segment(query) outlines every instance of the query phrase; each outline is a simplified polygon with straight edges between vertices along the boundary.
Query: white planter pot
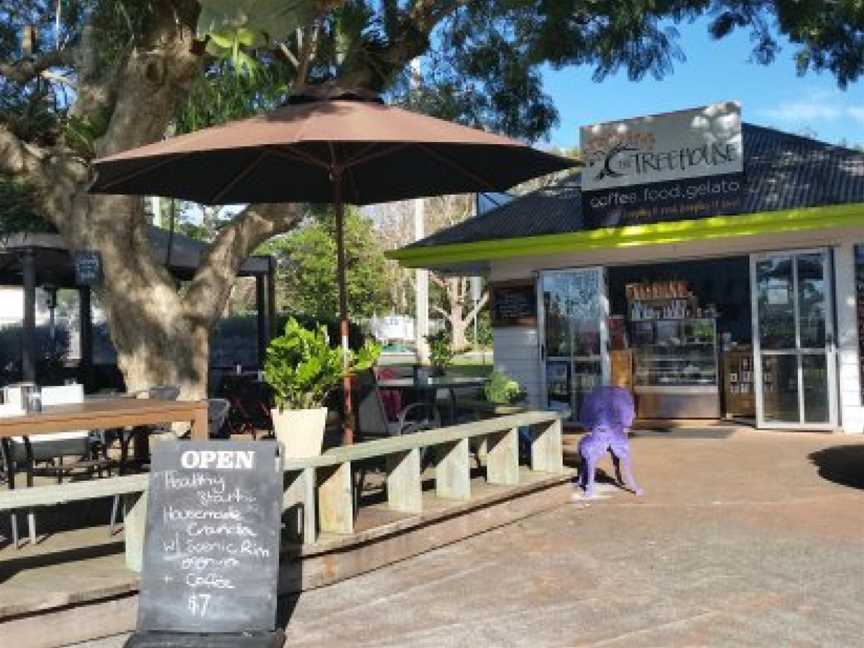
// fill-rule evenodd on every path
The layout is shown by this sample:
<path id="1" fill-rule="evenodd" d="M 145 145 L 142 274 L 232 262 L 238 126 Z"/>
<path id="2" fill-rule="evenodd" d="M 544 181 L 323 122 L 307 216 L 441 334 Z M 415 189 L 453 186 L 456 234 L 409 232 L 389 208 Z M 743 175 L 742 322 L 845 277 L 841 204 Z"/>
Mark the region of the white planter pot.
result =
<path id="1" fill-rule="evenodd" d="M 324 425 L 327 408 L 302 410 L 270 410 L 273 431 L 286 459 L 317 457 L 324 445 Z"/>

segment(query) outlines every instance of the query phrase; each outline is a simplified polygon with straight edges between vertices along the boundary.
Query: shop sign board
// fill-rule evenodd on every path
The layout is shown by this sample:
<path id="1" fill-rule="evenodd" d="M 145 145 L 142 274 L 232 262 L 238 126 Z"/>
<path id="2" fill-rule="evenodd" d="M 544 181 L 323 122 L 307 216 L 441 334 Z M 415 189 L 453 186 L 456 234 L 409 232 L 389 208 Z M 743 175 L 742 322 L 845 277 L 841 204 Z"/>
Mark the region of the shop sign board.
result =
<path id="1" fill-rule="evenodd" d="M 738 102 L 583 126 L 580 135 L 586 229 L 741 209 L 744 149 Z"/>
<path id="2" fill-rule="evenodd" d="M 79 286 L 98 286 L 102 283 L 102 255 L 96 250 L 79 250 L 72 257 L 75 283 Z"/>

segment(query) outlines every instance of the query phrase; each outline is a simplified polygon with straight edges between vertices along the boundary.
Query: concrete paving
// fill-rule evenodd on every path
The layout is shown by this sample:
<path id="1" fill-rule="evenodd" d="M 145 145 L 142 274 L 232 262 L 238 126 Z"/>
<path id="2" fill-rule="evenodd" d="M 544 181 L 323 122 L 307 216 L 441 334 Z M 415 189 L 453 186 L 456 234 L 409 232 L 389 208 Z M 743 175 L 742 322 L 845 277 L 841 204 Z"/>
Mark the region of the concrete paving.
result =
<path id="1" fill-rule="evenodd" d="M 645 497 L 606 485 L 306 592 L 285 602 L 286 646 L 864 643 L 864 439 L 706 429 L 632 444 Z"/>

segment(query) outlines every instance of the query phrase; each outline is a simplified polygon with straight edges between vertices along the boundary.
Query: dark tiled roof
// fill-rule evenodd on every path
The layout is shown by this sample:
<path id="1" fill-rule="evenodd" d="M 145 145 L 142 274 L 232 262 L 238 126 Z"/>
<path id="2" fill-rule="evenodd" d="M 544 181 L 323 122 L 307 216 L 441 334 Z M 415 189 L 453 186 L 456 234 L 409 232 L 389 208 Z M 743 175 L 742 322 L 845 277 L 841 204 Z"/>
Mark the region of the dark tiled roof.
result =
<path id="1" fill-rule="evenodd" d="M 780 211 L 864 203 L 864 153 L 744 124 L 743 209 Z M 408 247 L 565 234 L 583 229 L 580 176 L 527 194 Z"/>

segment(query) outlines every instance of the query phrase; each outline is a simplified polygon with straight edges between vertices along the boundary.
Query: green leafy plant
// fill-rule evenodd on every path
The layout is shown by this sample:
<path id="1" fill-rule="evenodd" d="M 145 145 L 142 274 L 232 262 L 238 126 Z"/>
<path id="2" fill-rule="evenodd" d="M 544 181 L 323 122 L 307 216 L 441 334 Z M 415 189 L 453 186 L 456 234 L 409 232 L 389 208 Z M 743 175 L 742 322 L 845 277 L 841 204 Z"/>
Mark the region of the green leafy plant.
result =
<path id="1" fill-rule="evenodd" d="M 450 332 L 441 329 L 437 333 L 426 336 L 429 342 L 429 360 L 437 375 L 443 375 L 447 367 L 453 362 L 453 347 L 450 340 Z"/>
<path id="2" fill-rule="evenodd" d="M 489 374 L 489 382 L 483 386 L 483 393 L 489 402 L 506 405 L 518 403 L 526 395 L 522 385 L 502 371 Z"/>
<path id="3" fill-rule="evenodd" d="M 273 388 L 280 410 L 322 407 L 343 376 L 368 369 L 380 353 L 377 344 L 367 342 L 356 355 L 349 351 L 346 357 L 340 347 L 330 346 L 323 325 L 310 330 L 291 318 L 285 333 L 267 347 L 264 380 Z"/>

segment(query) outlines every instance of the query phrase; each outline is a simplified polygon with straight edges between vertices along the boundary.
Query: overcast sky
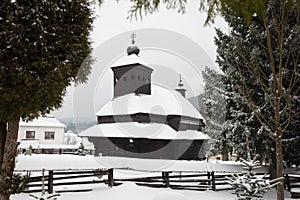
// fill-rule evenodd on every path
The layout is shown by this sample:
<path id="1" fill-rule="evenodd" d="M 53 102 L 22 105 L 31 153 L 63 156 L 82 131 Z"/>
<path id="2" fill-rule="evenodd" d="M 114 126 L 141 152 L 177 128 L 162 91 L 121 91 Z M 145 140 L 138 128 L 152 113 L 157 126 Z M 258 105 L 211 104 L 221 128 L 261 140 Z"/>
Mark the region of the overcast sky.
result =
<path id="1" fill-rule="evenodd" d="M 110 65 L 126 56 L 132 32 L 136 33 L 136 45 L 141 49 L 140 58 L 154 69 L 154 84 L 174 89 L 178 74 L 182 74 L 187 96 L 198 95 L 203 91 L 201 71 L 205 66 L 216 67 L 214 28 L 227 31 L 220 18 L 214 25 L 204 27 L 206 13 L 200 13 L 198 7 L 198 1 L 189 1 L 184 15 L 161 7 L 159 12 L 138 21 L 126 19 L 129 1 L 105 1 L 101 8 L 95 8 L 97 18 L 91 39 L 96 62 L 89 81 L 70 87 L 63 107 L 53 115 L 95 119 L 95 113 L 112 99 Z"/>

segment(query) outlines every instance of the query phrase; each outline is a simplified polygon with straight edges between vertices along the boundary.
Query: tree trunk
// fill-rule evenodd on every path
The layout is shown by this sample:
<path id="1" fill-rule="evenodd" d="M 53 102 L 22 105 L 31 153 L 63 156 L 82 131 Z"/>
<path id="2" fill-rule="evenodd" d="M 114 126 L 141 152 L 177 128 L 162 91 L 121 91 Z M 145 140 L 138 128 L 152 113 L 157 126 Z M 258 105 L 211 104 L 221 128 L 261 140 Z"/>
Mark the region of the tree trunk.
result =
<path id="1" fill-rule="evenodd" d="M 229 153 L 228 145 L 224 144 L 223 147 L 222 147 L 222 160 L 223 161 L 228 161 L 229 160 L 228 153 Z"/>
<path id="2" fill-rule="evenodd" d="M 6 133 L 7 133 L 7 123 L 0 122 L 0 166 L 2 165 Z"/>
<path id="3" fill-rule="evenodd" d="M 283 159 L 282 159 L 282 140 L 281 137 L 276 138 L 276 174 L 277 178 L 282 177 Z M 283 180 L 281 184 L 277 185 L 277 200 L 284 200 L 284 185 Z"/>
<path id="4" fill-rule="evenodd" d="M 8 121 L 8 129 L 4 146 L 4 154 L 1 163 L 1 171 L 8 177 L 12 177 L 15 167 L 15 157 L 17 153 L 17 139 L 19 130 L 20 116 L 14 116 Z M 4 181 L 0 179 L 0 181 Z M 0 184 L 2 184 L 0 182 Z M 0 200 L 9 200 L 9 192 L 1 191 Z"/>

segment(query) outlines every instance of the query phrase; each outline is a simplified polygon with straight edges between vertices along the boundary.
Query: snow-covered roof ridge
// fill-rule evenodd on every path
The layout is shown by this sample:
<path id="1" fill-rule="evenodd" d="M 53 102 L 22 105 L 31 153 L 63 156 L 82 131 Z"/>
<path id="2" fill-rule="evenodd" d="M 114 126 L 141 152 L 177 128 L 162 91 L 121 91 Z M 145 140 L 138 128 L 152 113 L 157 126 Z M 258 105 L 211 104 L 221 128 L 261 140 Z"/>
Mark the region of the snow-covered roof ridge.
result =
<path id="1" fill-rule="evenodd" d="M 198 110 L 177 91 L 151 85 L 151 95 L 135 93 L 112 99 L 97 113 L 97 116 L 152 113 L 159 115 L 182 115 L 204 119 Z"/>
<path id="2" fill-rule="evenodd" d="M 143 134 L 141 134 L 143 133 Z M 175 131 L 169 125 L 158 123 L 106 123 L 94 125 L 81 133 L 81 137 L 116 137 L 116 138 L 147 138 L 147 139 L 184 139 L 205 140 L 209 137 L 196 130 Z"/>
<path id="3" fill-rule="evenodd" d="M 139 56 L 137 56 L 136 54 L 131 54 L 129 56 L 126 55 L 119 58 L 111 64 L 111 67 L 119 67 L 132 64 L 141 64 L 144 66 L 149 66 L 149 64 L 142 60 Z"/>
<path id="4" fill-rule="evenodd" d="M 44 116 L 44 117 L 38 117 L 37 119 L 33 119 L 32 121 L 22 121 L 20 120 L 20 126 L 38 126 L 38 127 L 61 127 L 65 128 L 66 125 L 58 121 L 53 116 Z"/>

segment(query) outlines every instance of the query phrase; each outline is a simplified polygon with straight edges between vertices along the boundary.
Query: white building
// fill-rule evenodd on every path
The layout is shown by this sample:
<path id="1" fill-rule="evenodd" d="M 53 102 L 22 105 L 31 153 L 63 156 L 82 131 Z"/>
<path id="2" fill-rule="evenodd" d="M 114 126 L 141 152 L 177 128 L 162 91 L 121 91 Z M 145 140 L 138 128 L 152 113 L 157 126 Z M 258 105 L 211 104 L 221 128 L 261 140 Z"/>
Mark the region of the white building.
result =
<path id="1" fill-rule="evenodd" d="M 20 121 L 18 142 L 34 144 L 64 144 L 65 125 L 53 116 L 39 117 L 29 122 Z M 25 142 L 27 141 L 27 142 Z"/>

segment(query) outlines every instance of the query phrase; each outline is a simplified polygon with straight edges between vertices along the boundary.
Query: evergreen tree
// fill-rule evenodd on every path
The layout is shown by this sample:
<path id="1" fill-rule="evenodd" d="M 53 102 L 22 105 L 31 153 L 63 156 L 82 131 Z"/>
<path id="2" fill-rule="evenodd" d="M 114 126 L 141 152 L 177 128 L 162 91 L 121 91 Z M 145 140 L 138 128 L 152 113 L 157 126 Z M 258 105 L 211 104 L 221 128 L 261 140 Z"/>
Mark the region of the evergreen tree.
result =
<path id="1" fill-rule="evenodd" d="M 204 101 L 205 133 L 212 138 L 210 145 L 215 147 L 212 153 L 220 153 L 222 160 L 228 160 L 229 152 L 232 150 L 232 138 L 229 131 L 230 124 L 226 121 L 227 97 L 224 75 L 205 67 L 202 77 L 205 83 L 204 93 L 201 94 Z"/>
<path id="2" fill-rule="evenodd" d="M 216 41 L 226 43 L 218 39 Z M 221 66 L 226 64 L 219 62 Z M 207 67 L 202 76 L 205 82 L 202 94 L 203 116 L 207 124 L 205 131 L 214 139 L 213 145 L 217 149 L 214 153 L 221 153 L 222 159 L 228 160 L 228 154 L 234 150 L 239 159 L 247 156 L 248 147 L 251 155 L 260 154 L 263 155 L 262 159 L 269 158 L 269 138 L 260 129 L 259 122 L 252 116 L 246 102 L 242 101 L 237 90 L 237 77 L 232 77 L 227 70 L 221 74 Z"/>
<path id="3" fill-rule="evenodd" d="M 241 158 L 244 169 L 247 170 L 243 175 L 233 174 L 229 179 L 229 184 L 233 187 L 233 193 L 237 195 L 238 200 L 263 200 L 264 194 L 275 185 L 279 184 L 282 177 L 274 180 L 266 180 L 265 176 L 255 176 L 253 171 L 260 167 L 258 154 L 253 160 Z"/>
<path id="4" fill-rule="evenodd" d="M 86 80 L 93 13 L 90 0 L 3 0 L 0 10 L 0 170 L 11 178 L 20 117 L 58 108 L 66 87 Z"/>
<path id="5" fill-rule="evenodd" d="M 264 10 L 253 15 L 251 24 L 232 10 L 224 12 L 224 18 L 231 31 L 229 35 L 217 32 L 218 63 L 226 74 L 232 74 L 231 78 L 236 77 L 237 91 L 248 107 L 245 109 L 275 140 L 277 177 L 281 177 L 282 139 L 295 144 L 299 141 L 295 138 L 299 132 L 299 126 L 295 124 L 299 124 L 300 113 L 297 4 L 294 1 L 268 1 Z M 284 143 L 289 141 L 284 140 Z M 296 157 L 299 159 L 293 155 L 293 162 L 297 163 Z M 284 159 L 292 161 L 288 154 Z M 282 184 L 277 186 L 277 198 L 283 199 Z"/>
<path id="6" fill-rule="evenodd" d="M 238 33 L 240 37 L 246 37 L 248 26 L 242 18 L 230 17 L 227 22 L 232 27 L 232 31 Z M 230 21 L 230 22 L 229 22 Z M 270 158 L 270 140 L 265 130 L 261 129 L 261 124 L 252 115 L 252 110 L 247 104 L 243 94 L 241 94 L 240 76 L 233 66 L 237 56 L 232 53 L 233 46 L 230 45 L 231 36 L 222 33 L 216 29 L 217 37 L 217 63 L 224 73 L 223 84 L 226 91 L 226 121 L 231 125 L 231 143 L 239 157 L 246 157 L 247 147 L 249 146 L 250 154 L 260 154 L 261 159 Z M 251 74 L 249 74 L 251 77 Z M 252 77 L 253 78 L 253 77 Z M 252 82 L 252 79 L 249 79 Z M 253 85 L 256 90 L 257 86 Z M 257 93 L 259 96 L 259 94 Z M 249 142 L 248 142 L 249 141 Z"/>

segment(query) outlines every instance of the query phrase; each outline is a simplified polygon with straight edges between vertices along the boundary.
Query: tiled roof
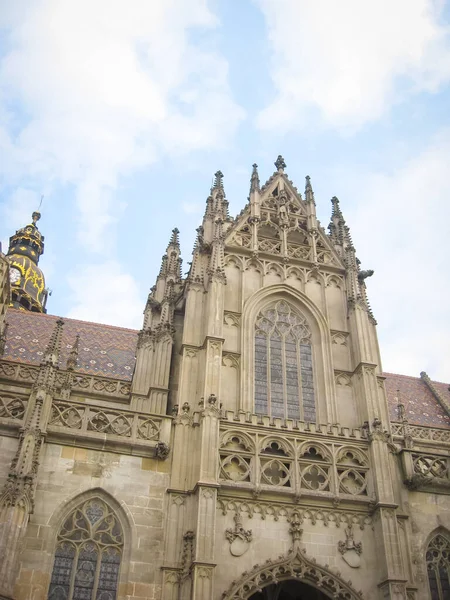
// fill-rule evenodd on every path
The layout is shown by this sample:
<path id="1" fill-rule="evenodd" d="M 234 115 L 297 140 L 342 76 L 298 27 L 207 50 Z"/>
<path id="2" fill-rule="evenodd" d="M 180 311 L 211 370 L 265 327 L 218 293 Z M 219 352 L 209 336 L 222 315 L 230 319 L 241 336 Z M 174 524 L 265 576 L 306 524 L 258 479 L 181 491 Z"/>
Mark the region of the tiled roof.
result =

* * *

*To do:* In the entries above, which lines hold the word "board"? Copy them out.

*Task answer:*
Query: shop sign board
Mark the region of the shop sign board.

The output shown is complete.